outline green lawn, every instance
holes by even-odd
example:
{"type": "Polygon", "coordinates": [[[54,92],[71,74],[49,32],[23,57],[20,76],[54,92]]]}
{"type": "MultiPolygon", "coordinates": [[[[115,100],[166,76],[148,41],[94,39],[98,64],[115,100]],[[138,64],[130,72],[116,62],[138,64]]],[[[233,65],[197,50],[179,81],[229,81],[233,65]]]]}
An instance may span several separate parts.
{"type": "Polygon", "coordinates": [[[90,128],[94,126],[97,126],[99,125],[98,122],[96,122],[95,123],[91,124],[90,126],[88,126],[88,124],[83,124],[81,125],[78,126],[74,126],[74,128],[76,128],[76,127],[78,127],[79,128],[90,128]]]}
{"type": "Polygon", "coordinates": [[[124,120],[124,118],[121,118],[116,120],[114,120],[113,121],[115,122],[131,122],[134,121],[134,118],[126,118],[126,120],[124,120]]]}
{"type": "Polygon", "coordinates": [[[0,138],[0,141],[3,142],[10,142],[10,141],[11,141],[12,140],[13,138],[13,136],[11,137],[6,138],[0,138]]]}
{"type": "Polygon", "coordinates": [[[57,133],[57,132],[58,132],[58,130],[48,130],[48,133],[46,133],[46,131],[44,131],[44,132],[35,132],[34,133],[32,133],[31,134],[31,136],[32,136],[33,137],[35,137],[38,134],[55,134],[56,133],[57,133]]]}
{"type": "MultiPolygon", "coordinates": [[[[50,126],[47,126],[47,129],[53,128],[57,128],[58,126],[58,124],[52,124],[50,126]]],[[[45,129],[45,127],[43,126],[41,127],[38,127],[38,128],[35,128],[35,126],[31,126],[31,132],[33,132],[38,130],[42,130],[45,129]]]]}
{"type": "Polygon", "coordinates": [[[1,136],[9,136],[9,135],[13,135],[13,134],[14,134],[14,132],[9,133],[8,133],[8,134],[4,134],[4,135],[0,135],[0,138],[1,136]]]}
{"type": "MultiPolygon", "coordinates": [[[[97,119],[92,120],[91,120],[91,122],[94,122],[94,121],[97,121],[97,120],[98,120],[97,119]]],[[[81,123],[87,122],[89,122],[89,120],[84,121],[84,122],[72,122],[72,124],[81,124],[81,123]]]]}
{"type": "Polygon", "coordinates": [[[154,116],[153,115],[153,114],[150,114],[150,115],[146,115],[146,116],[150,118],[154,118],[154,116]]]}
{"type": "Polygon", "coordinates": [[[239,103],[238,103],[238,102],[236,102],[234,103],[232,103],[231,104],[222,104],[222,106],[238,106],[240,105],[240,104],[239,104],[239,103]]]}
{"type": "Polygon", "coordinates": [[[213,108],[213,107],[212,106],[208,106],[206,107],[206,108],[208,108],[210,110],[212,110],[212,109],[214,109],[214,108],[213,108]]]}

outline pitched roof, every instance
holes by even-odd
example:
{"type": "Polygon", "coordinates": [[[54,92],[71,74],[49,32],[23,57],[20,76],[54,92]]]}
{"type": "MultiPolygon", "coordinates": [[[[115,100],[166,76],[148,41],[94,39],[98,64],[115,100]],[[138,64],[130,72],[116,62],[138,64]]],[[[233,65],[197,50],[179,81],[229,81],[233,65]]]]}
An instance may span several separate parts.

* * * *

- _TASK OBJECTIVE_
Rewrite every line of the entries above as a numbered list, leaving out any blank lines.

- _TASK RESPONSE_
1. outline green lawn, every instance
2. holes by even-odd
3. example:
4. {"type": "Polygon", "coordinates": [[[54,92],[71,74],[49,32],[23,57],[20,76],[54,92]]]}
5. {"type": "MultiPolygon", "coordinates": [[[[115,100],[166,76],[148,41],[94,39],[98,64],[115,100]],[[138,64],[130,72],[116,62],[138,64]]],[[[233,65],[197,50],[179,81],[229,81],[233,65]]]]}
6. An instance may span several separate parts.
7. {"type": "Polygon", "coordinates": [[[90,128],[94,126],[97,126],[99,125],[98,122],[96,122],[95,123],[91,124],[90,126],[88,126],[88,124],[83,124],[81,125],[78,126],[74,126],[74,128],[76,128],[76,127],[78,127],[79,128],[90,128]]]}
8. {"type": "Polygon", "coordinates": [[[124,120],[124,118],[121,118],[116,120],[114,120],[113,121],[115,122],[131,122],[134,121],[134,118],[126,118],[126,120],[124,120]]]}
9. {"type": "Polygon", "coordinates": [[[0,138],[0,141],[3,142],[10,142],[10,141],[11,141],[12,140],[13,138],[13,136],[11,137],[6,138],[0,138]]]}
10. {"type": "Polygon", "coordinates": [[[57,133],[57,132],[58,132],[58,130],[48,130],[48,133],[46,133],[46,131],[44,131],[44,132],[35,132],[34,133],[32,133],[31,134],[31,136],[32,136],[33,137],[35,137],[38,134],[55,134],[56,133],[57,133]]]}
11. {"type": "MultiPolygon", "coordinates": [[[[50,126],[47,126],[47,129],[53,128],[57,128],[58,126],[58,124],[52,124],[50,126]]],[[[45,129],[45,127],[43,126],[41,127],[38,127],[38,128],[35,128],[35,126],[31,126],[31,132],[33,132],[38,130],[42,130],[45,129]]]]}
12. {"type": "Polygon", "coordinates": [[[1,136],[9,136],[9,135],[13,135],[13,134],[14,134],[14,132],[9,133],[8,133],[8,134],[4,134],[4,135],[0,135],[0,138],[1,136]]]}
13. {"type": "MultiPolygon", "coordinates": [[[[97,119],[92,120],[91,120],[91,122],[94,122],[94,121],[97,121],[97,120],[98,120],[97,119]]],[[[81,123],[87,122],[89,122],[89,120],[84,121],[84,122],[72,122],[72,124],[81,124],[81,123]]]]}
14. {"type": "Polygon", "coordinates": [[[154,116],[153,115],[153,114],[150,114],[150,115],[146,115],[146,116],[150,118],[154,118],[154,116]]]}
15. {"type": "Polygon", "coordinates": [[[239,103],[238,103],[238,102],[236,102],[234,103],[232,103],[231,104],[222,104],[222,106],[238,106],[240,105],[240,104],[239,104],[239,103]]]}
16. {"type": "Polygon", "coordinates": [[[213,108],[213,107],[212,106],[208,106],[206,107],[206,108],[208,108],[210,110],[212,110],[212,109],[214,109],[214,108],[213,108]]]}
17. outline pitched roof, every instance
18. holes by even-odd
19. example:
20. {"type": "Polygon", "coordinates": [[[54,92],[71,74],[49,32],[23,57],[20,76],[54,92]]]}
21. {"type": "MultiPolygon", "coordinates": [[[[115,100],[166,76],[148,41],[94,39],[98,64],[115,100]],[[138,64],[130,72],[116,62],[138,64]]],[[[233,65],[197,50],[179,81],[229,81],[233,65]]]]}
22. An instance may span several separate parts.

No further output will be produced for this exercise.